● **Exercise task**:
Give back exactly the lines running from the line with "Where in the photo above can the woman's red" to the end of the entries, and only those lines.
╭─ Records provided
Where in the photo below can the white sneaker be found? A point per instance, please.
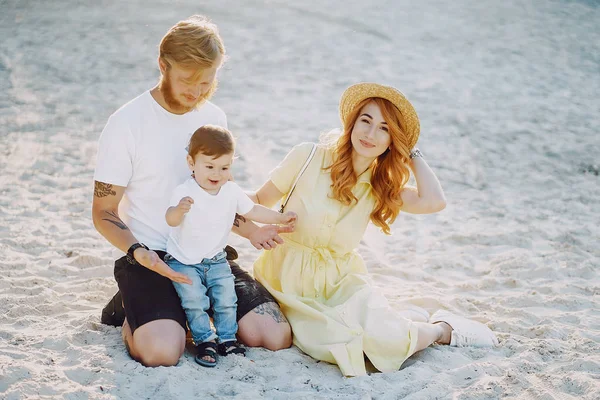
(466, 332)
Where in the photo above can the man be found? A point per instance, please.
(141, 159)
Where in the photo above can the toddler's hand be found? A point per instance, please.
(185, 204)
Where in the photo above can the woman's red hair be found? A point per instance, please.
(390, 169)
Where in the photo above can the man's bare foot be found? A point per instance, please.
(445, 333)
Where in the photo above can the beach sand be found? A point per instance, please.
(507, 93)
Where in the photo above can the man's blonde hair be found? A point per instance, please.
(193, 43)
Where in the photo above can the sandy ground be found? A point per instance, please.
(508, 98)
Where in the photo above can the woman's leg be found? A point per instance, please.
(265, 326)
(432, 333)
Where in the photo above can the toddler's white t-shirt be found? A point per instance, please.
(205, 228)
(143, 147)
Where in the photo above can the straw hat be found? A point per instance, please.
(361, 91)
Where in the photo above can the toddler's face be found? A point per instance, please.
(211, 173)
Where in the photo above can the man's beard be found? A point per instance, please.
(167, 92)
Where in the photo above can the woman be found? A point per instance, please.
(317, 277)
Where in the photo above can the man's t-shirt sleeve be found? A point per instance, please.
╰─
● **Full response**:
Where in the photo above can the woman's red hair be found? A point per instance, please.
(390, 169)
Where in the photo above can the man's bare foot be found? A point per instance, please.
(445, 333)
Where in the photo above can the beach sand be found? A point per instance, please.
(507, 93)
Where in the photo above can the man's blonde hair be found? A point per instance, please.
(193, 43)
Where in the photo above can the sandy ground be found? A point per instance, please.
(508, 98)
Where in the photo above can the woman's leg be found? A point per instance, please.
(265, 326)
(432, 333)
Where in the photo above can the toddler's white t-shirt be found? A point per instance, please.
(205, 228)
(143, 147)
Where in the photo above can the straw hat be found? A point per instance, please.
(361, 91)
Where in the photo above can the toddler's face be found? A point per instance, please.
(211, 173)
Where in the photo above can the man's beard be found? A point per instance, please.
(167, 92)
Where in the photo above can the woman be found? A point per instance, please.
(317, 277)
Where in the photo above can the man's t-shirt sleeve be found? A point per instance, please.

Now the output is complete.